- [FRAGMENT ŹRÓDŁOWY]
%%
Preferowany scenariusz to szczyt cyklu jeszcze w tym półroczu, krótka pauza i początek cyklu obniżek już późną jesienią. Tymczasem ze strony FED przekaz jest jednoznaczny - to nie czas na takie rozważania, gdyż zbyt krótki czas pauzy mógłby być ryzykowny z punktu widzenia długofalowych oczekiwań inflacyjnych. Innymi słowy, decydenci nie mają pewności na ile wskaźnik CPI będzie wyraźniej spadać w stronę celu - na takie oceny jest jeszcze zbyt wcześnie. I taki wydźwięk miały opublikowane wczoraj zapiski z posiedzenia FED w grudniu, kiedy to doszło do zmniejszenia skali podwyżek z 75 punktów baz. do 50 punktów baz. Jaki będzie ruch w lutym? Na to FED nie dał wczoraj odpowiedzi. Prawdopodobieństwo drugiej z rzędu podwyżki o 50 punktów baz. jednak zaczyna rosnąć - to tylko, lub aż 35 proc. i w tym względzie kluczowe mogą okazać się publikowane dane makro. Te, które poznaliśmy wczoraj (grudniowy ISM dla przemysłu i listopadowe JOLTS dają obraz gospodarki, która hamuje, ale dość wolno, a rynek pracy pozostaje relatywnie mocny). Jeżeli ISM w usługach i dane Departamentu Pracy (te dane poznamy w piątek) będą również niezłe, to szanse na ruch na stopach 1 lutego o kolejną "połówkę" przekroczą 50 procent i będzie to motor do umocnienia dolara i spadków na giełdach.
%%
- [DOSTARCZONE DANE]
%%
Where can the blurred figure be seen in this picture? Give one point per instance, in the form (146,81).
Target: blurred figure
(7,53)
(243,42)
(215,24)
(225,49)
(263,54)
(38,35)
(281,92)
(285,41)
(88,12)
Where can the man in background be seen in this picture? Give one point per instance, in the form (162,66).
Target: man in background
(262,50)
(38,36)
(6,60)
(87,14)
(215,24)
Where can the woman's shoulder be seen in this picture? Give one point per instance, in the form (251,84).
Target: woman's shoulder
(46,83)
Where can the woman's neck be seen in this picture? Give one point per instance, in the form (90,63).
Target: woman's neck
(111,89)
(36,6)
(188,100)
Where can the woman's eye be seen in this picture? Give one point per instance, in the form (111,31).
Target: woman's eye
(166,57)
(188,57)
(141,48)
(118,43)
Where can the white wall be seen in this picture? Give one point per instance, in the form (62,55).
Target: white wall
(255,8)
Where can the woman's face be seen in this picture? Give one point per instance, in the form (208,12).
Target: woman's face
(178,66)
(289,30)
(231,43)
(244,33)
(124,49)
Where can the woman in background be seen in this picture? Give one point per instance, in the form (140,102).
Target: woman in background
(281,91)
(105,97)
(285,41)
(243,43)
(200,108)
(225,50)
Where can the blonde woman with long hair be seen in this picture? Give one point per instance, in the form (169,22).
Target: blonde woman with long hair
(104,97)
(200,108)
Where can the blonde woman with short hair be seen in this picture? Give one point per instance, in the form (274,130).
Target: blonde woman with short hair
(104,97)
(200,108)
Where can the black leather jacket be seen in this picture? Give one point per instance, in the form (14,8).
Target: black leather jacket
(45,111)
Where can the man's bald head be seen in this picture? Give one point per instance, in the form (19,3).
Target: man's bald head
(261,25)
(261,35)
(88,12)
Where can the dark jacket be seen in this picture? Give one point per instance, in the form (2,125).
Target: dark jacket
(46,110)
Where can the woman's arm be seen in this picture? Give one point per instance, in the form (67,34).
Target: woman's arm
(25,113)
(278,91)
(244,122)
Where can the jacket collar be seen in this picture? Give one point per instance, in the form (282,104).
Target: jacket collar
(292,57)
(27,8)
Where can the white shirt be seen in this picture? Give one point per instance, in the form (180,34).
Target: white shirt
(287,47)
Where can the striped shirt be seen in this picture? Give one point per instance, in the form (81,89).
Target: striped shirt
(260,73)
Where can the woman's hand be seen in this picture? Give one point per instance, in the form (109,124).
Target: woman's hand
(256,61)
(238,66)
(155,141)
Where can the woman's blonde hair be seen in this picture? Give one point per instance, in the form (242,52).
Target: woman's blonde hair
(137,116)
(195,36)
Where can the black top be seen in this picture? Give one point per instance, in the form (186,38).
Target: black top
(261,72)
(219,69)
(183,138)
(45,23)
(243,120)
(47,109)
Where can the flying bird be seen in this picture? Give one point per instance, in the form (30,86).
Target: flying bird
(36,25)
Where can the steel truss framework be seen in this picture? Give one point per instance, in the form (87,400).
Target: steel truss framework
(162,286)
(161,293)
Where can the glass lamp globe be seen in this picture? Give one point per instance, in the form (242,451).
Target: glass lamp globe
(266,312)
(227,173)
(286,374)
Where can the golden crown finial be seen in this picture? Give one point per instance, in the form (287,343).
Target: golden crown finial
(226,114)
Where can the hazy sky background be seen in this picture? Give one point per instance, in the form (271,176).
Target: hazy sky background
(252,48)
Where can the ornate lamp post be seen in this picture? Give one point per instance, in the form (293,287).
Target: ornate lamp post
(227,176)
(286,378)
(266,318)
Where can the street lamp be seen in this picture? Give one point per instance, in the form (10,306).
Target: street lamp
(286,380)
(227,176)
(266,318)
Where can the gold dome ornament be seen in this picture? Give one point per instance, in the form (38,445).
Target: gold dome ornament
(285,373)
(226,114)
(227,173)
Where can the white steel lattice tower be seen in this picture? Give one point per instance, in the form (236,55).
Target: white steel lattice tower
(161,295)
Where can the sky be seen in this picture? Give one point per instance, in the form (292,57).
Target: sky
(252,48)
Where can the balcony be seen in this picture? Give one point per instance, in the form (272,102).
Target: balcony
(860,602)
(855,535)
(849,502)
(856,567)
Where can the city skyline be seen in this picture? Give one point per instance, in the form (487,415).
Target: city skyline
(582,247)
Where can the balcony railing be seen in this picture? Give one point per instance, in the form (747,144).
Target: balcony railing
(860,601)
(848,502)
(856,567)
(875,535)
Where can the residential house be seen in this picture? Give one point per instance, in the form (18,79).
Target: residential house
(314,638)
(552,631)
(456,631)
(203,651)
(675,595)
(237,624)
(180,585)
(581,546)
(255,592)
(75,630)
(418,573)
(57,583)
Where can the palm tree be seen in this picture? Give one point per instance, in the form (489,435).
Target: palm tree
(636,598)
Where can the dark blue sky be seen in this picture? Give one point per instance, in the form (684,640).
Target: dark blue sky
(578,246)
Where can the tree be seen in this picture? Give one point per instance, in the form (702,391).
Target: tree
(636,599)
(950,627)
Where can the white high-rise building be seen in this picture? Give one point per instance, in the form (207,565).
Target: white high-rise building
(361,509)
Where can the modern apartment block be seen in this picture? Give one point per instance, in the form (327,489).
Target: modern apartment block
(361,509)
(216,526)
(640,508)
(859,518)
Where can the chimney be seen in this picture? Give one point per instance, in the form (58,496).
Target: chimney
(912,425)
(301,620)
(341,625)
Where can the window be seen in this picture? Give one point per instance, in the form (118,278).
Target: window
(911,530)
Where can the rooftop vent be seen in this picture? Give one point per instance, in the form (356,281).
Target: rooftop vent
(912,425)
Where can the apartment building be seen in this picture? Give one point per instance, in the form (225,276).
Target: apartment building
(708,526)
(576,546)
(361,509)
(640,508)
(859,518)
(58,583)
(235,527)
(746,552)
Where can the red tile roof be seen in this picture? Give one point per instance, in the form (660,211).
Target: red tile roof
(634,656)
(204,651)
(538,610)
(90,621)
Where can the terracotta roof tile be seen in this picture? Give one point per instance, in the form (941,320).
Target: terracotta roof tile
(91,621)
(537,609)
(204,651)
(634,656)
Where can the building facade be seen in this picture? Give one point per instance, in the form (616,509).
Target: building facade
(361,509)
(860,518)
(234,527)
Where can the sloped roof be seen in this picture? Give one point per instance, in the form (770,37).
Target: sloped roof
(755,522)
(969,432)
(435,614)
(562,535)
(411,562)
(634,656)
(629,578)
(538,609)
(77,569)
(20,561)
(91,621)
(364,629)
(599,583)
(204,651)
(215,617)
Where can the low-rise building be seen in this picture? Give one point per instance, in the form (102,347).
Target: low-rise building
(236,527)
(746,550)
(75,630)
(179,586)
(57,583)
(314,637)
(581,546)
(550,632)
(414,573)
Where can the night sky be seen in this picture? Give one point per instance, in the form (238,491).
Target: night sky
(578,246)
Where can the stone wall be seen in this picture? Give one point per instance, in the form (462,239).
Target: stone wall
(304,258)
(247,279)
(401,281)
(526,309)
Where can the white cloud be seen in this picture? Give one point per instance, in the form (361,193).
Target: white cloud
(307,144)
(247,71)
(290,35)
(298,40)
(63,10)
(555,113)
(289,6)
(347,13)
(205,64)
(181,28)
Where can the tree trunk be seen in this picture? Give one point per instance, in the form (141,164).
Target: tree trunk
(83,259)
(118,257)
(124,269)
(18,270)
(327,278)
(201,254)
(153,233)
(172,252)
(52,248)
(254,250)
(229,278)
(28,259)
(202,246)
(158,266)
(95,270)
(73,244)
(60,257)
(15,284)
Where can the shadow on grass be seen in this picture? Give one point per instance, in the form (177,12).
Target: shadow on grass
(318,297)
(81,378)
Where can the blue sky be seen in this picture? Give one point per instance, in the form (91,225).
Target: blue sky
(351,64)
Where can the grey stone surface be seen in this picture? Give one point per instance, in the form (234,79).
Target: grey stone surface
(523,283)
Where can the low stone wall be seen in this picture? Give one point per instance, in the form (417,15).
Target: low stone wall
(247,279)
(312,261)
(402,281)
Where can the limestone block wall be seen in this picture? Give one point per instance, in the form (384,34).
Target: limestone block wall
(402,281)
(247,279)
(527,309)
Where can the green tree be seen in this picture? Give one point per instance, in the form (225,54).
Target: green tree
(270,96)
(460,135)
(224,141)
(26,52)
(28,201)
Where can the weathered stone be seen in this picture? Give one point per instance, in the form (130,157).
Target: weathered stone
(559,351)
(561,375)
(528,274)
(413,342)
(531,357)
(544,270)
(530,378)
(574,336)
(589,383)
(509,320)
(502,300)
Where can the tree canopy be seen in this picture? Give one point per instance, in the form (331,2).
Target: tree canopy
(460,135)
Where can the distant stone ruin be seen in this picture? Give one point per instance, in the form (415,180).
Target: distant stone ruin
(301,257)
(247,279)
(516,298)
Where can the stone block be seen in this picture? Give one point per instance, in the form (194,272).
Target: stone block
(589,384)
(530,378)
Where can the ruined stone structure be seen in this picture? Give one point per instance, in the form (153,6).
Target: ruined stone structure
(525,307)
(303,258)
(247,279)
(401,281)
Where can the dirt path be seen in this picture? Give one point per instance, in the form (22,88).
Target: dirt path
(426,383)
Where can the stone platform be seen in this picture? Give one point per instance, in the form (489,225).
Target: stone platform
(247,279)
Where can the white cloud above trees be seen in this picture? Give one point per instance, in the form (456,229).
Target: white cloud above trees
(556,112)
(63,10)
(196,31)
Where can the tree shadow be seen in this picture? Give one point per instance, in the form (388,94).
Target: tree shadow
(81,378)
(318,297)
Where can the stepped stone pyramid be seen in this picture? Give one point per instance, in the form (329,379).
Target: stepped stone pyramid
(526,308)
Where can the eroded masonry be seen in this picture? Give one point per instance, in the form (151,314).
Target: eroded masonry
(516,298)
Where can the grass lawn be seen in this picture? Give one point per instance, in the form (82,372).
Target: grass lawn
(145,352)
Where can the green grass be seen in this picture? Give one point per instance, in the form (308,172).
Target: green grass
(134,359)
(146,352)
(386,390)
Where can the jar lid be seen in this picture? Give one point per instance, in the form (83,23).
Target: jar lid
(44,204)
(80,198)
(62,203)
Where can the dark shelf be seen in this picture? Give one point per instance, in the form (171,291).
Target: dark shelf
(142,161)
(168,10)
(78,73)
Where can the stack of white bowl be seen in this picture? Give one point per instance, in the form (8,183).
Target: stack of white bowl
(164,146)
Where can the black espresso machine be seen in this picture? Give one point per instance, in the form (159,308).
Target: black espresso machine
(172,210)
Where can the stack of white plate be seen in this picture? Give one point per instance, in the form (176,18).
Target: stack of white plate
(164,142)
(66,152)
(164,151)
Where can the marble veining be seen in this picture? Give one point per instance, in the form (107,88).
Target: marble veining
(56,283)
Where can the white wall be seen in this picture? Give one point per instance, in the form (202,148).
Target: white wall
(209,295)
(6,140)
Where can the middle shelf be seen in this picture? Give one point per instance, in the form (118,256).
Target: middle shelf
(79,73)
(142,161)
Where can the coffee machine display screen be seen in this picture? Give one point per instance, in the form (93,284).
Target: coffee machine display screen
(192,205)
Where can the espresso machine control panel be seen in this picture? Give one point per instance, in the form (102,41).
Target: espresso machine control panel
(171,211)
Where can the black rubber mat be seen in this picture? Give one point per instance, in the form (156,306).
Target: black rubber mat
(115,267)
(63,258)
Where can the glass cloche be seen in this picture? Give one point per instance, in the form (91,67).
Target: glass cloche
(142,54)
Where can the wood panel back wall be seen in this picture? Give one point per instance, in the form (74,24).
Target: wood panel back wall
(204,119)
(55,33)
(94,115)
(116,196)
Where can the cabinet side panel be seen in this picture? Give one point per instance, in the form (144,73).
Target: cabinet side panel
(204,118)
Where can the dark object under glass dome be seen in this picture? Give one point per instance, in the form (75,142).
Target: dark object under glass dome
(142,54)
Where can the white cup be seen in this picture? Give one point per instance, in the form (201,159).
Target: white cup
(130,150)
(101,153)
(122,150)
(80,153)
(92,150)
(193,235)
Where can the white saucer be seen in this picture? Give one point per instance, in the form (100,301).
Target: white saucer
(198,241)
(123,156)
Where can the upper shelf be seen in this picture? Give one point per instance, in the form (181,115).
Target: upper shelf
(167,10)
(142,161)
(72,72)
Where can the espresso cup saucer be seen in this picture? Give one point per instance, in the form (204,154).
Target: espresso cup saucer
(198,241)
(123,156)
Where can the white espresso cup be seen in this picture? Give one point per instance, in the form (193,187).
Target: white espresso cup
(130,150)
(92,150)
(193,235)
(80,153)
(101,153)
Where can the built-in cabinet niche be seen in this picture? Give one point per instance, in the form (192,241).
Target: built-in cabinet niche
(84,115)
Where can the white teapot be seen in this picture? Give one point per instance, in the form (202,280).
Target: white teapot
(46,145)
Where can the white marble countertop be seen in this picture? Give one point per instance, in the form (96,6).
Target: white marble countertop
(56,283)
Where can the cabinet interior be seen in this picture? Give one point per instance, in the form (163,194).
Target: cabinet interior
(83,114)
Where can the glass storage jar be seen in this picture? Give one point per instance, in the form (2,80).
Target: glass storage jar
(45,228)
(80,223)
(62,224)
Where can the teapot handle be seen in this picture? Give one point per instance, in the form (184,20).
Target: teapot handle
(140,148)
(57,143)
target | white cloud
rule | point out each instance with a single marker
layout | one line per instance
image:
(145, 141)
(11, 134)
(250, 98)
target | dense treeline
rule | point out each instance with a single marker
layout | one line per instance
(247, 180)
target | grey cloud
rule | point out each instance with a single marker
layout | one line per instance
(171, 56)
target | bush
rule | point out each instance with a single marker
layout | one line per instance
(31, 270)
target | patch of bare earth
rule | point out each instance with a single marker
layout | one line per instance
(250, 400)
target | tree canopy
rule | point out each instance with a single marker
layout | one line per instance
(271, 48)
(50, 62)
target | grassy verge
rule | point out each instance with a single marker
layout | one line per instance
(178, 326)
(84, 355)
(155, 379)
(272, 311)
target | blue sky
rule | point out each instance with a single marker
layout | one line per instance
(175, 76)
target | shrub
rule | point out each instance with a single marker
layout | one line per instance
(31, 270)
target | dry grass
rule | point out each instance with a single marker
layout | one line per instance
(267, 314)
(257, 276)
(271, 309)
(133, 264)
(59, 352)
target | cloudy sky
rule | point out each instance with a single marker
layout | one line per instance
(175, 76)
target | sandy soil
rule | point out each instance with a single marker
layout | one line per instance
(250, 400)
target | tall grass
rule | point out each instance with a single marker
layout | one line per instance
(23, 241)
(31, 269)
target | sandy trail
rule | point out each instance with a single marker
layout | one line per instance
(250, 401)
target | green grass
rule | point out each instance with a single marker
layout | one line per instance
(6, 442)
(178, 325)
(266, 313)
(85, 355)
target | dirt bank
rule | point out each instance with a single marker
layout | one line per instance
%%
- [CO ZROBIĆ] Napisz dalszą część komentarza o stopach procentowych FED, zaczynając zaraz po jego ostatnim zdaniu.

- [ODPOWIEDŹ PONIŻEJ]
Dzisiaj amerykańska waluta odbija na szerokim rynku, ale nie jest to duży ruch. Najsłabsze są funt, dolar australijski i kanadyjski, oraz jen. Strategicznie to relacja USDJPY powinna mówić wiele o perspektywach dla dolara na kolejne dni. Mimo utrzymujących się spekulacji wokół zmian w polityce Banku Japonii na wiosnę, notowania USDJPY odbiły się od okolic 130,00 i wyszły ponad ważny poziom 132,50.
Dzisiaj w globalnym kalendarzu ważne będą dane nt. PMI w usługach w Wielkiej Brytanii i USA, a także szacunki Challengera i ADP dotyczące sytuacji na rynku pracy w USA. Wątek sytuacji pandemicznej w Chinach, a także doniesień z USA nt. nowej mutacji Omikrony pod nazwą Kraken, nie jest podejmowany przez rynki.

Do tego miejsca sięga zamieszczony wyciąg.